▶ Task item: Copy every line of the entries that includes the word "below".

▶ Records shown:
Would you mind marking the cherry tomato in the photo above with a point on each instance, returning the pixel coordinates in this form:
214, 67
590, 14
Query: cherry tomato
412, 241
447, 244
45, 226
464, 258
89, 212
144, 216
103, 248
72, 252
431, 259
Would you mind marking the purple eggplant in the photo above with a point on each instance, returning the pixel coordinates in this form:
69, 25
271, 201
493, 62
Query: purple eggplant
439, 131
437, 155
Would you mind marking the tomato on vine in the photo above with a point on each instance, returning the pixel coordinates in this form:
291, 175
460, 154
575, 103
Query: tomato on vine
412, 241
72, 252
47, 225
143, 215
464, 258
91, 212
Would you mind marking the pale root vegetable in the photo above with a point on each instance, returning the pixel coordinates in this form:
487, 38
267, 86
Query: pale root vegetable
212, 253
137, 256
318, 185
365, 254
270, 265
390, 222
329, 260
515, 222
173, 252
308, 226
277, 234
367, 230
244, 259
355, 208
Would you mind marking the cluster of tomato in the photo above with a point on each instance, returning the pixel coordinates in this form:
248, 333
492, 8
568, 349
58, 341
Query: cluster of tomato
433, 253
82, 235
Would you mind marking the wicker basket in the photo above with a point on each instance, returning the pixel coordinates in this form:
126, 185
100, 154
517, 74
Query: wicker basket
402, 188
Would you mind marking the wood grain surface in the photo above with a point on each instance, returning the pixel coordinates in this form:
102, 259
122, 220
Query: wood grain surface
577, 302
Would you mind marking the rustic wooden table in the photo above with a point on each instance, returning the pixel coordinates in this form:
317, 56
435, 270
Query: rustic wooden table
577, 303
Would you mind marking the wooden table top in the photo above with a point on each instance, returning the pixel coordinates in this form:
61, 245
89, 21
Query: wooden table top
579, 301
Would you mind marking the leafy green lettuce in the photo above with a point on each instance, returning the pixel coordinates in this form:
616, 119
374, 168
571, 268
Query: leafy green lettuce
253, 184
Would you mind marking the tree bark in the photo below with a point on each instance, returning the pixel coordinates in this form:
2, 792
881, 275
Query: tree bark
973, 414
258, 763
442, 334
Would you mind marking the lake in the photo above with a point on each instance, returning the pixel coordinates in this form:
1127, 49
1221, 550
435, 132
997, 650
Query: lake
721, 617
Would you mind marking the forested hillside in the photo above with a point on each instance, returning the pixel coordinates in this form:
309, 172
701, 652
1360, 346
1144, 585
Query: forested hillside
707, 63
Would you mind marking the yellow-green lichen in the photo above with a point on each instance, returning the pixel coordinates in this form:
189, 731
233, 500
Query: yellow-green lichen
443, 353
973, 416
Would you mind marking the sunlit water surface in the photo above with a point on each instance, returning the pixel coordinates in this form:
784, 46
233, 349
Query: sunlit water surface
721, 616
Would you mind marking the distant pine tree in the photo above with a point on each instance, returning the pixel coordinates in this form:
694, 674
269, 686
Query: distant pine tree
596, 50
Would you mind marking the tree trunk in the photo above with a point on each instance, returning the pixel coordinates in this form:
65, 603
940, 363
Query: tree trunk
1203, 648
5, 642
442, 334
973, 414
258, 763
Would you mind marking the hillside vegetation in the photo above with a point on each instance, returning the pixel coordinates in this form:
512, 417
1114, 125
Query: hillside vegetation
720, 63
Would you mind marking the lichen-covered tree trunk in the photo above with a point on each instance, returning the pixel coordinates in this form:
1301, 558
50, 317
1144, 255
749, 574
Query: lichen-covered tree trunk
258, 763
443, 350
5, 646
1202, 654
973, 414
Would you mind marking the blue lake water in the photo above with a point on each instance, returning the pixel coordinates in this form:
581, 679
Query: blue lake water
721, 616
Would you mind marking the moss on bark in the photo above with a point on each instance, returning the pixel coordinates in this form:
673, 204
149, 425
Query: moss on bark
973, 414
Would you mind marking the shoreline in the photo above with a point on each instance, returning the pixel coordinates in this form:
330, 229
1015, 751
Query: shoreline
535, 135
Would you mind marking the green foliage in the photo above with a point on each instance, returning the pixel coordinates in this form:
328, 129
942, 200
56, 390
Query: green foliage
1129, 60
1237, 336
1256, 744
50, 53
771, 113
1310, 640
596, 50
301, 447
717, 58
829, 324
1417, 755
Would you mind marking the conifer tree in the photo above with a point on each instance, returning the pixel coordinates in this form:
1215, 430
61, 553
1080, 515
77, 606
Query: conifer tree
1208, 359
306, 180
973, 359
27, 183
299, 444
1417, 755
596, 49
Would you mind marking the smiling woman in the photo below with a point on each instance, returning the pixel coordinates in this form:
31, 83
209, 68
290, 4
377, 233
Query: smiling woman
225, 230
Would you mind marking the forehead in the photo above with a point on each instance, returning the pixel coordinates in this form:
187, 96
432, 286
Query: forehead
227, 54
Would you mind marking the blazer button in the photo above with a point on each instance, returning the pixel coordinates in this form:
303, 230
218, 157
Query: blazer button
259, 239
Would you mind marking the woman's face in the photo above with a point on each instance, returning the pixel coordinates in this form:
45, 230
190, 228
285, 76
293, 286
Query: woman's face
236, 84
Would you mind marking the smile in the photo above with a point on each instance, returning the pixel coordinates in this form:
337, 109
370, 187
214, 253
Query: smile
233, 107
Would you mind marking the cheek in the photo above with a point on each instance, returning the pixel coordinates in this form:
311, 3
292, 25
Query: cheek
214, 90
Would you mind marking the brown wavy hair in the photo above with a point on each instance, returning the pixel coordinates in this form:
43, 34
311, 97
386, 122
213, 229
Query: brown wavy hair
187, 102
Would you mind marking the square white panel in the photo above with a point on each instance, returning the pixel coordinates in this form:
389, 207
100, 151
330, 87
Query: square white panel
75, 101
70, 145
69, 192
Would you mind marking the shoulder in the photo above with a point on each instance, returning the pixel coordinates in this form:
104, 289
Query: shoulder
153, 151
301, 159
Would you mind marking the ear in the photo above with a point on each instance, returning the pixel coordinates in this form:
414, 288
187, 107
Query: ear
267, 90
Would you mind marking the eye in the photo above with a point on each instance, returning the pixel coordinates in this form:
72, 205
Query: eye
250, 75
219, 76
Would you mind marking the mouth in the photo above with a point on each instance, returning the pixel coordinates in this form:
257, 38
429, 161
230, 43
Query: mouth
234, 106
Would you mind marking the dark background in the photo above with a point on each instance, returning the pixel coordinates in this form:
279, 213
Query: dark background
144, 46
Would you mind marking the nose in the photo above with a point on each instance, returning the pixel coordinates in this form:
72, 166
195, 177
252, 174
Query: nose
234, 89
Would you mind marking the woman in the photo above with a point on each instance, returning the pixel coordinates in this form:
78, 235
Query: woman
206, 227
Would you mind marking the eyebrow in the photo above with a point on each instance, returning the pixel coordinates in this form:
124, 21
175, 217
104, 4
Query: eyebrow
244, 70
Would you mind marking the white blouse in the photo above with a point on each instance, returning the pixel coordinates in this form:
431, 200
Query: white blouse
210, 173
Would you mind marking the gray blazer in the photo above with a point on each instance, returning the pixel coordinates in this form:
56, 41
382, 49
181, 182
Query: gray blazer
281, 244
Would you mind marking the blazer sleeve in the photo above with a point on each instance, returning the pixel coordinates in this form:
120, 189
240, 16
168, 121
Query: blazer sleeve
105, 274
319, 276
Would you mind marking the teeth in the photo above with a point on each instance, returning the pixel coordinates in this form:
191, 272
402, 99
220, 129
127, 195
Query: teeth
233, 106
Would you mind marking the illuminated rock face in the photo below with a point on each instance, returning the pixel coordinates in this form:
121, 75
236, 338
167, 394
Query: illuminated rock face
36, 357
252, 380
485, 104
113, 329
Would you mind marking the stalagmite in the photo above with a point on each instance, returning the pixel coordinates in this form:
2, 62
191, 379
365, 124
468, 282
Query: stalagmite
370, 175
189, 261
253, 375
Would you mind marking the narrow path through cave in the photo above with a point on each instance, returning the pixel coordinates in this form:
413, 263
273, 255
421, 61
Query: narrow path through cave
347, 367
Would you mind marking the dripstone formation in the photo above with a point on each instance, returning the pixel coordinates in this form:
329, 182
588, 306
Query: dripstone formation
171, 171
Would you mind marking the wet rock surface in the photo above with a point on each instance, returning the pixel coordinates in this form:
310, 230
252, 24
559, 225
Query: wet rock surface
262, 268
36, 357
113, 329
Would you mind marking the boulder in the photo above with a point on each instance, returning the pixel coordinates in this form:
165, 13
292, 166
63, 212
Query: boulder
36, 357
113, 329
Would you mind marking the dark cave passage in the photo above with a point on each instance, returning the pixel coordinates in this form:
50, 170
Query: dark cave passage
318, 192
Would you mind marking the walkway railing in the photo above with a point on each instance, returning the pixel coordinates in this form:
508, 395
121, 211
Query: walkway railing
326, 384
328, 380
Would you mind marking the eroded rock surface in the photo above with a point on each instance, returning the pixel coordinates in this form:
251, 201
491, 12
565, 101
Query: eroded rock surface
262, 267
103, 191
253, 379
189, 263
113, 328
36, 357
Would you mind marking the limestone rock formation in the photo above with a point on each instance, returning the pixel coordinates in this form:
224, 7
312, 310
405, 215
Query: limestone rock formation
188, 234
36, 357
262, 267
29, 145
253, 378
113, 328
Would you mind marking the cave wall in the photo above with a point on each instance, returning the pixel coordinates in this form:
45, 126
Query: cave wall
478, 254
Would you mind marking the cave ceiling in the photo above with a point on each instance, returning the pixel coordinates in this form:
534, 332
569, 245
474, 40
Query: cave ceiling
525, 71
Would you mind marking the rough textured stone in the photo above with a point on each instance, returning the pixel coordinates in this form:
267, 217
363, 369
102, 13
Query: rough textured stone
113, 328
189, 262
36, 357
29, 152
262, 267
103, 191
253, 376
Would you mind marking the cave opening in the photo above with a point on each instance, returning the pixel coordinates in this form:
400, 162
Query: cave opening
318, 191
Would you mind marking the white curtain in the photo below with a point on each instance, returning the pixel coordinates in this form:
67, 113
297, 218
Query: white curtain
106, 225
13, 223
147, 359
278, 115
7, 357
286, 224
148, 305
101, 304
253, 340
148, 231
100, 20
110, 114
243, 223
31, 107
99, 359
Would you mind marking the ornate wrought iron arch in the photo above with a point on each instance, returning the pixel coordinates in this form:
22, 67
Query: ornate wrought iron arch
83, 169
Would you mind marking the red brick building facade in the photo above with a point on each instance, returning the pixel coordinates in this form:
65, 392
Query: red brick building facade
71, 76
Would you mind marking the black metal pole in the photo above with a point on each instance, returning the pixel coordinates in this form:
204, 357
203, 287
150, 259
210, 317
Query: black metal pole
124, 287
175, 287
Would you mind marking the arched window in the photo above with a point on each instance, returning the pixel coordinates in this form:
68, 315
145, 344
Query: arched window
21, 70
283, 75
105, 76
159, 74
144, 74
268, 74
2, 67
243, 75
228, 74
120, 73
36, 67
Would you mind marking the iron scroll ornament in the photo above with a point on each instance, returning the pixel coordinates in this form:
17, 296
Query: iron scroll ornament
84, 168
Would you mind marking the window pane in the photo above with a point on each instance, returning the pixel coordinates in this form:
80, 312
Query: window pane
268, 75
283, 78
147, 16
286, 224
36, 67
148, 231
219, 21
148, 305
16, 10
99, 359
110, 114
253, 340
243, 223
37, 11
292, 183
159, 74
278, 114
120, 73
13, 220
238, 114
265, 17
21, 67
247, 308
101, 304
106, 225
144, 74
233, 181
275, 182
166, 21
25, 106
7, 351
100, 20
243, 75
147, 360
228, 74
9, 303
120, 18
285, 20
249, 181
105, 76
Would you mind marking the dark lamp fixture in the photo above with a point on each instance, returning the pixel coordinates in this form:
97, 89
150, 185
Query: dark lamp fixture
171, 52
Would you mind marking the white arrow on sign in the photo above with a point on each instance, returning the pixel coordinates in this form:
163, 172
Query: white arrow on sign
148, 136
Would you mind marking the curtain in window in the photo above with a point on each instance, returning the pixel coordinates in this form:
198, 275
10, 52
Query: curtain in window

▶ Your response:
Would you mind marking the tree bark in the photo below with a point on each instance, returning the pixel coordinates in this form:
Would you mind marking the smiling woman in the photo below with a point on each instance, returning the pixel coordinates in this form:
Would you mind marking the illuminated rock face in the photo below with a point on each instance, returning the pixel coordinates in this form:
Would you mind marking the white curtain in the photo below with a point on each instance, returning the pixel coordinates in this form:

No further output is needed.